Set tasks:
1. Answer these questions from the excerpt on renegotiation of excessive profits:
(a) Which case does it cite for total price of the end-product being the standard of competition?
(b) In which review year does defendant concede that plaintiff is due credit for efficiency?
(c) By what alone are plaintiff's operations during the review years distinguishable from those of its previous business history?
2. Continue the excerpt on renegotiation of excessive profits from its final sentence.

Text shown:
▬▬▬▬▬▬▬▬▬▬

In response, defendant points to the language of the Renegotiation Act, declaring Congressional policy to be the elimination of “excessive profits”, not “unreasonable prices”, and to various expressions in the relevant legislative history to convincingly demonstrate that in the statutory context of renegotiation a price cannot be deemed reasonable if it yields the seller an excessive profit. The referenced ASPR does not impugn the validity of that principle in the area of procurement policy. Its message is just that a price does not become a reasonable one for the Government to pay simply because it is thought to yield the seller only a minimal profit. Total price of the end-product is of course the standard of competition in all markets, including those created by Government demand. Paul v. United States, 371 U.S. 245, 250-253 (1963).

Conceding that plaintiff is due some credit in both of the review years for contribution to the defense effort and in the second review year for efficiency, under the so-called statutory factors dealing with those matters [50 U.S.C. App. § 1213(e) (4)], defendant relies basically on a comparison of plaintiff’s profit performance in the review years with that of the year immediately preceding them to carry its burden of proving the existence and extent of excessive profits. Lykes Bros. S.S. Co. v. United States, 198 Ct. Cl. 312, 327, 330, 459 F. 2d 1393, 1401-1403 (1972).

Understandably, in view of the dramatic profit increase in the review years, but not persuasively, plantiff vigorously attempts to discredit the significance of a contractor’s past performance in gauging the question of excessive profits for a current period. The question, of course, is not whether the permissible amount of a contractor’s present-day profits is to be straitj acketed by his own prior experience but whether that experience is cognizable as a general benchmark from which adjustments appropriate under the various statutory factors are to be made.

Because plaintiff’s operations during the review years are distinguishable from those of its entire previous business history only by substantial differences in volume, the selection of a profile of profit normalcy from that earlier history is particularly apt in this instance.

▬▬▬▬▬▬▬▬▬▬

Listed records:
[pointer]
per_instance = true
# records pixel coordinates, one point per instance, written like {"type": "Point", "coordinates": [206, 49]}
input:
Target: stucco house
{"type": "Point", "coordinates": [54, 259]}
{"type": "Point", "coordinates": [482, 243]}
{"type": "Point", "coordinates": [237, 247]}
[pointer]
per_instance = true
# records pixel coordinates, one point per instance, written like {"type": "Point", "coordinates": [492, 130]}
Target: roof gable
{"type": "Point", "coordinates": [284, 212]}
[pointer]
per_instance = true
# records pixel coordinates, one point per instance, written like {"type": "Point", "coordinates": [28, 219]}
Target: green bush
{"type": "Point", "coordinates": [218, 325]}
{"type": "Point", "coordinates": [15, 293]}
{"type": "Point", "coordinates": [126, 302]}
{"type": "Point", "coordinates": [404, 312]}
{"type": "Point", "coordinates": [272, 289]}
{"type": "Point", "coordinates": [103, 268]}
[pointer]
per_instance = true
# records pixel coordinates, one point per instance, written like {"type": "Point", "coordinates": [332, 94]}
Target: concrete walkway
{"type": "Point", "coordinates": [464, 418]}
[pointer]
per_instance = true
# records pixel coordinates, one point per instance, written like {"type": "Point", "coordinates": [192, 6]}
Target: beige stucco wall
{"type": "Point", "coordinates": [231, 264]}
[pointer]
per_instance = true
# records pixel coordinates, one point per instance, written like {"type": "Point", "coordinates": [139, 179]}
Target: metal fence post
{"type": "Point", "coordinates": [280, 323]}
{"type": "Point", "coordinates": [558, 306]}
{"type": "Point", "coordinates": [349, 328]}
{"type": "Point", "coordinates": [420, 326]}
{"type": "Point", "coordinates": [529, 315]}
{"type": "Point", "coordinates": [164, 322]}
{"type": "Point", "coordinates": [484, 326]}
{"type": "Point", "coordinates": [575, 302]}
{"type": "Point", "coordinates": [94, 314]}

▬▬▬▬▬▬▬▬▬▬

Final answers:
1.
(a) Paul v. United States, 371 U.S. 245, 250-253 (1963).
(b) The second review year.
(c) Substantial differences in volume.

2.
The Act directs that “In determining excessive profits * * * there shall be taken into consideration * * * [Reasonableness of costs and profits, with particular regard to volume of production, normal earnings, and comparison of war and peacetime products, * * * .” 50 U.S.C. App. § 1213(e)(1). Regarding the relevance of a profitability norm in the contractor’s own prior history, the Board’s interpretive regulation provides: “Comparison will be made with the contractor’s own costs and profits in previous years and with current costs and profits of other contractors, if such information is available.” 32 C.F.R. § 1460.10(b) (1) (1974). Informed observers and practitioners have long recognized the soundness of looking to the contractor’s own prior experience as an indication of the starting point to which should be made those adjustments, designated by statute and regulation, necessary to compensate for such differing functional and economic factors as significantly affect profits in the period under review. Senate Hearings on Sec. 403 of Pub. L. 528 (To Amend Title YII of the Revenue Bill of 1943 — Renegotiation of Contracts) (1943) at 6; N. H. Jacoby & J. F. Weston, Profit Standards for Renegotiation, in PROCUREMENT AND PROFIT RENEGOTIATION, (1960) 121, note 19, at 144.

In his testimony, Mr. Amoe affirmatively identified plaintiff’s fiscal years ended June 30,1963,1964 and 1966 as periods characteristic of normal volume and profits for it. The evidence also shows that, while somewhat more profitable, plaintiff’s fiscal year ended June 30,1965 readily fits into the same pattern of normalcy.

Mrs. Amoe testified that an annual output of 12,000 sprockets would constitute normal volume for plaintiff.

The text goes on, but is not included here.